[Extract]
========

Discussion – possibility to discuss how access to resources and social safety-net services may influence self-efficacy to initiate a change in family structure (formation/ dissolution) and therefore contribute to measures of MDS.

The authors’ conclusion that “Whereas resources and stress largely explain the link between family structure and MDS in Australia and the US, three family structures in the UK remain directly associated with MDS” is not supported by the results, and relies on significance testing, which conflates strength of association with sample size. (The UK sample size is much larger than the others, and the US samples size is by far the smallest; these differences in sample size will mean that the same size effect estimate is statistically significant in the UK but not in the other countries.)  If one compares parameter estimates, rather than p-values, across countries, it is not at all clear that the UK is the outlier in terms of impact of adjustment for resources.  Rather, it looks more like the US is the outlier in that resources seem to “explain” far more of the effect of the association of family structure with MDS.  A different presentation of results is needed to more fairly present the nuances found here. The authors might consider presenting a figure of parameter estimates with 95% CIs for each family structure by country. This would make it easier to see how different or similar the effect estimates are across country contexts.

Author Response

Please see the attachment. 

Author Response File: Author Response.pdf

Reviewer 2 Report

Accept with minor changes. Do not use personal language in academic writing. Include confidence intervals in the results section.

Author Response

Please see the attachment. 

Author Response File: Author Response.pdf

Reviewer 3 Report

In my opinion, the manuscript is overall well written and deals with an important topic. The authors did a nice job summarizing previous studies available, as well as in the discussion of the results.

========

(Saved entries)
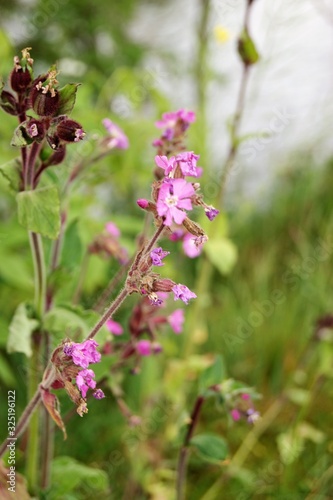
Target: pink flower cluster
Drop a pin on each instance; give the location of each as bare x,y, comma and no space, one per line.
83,354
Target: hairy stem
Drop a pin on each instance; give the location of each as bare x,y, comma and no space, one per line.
33,445
184,452
37,251
24,420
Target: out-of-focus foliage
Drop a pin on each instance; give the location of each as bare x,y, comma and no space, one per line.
260,317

========

[Problem] Update the review comments by rewriting the passage that begins at "Accept with minor" and stops after "of the results.", putting "paper" in place of "manuscript".

[Result of this exercise]
Accept with minor changes. Do not use personal language in academic writing. Include confidence intervals in the results section.

Author Response

Please see the attachment. 

Author Response File: Author Response.pdf

Reviewer 3 Report

In my opinion, the paper is overall well written and deals with an important topic. The authors did a nice job summarizing previous studies available, as well as in the discussion of the results.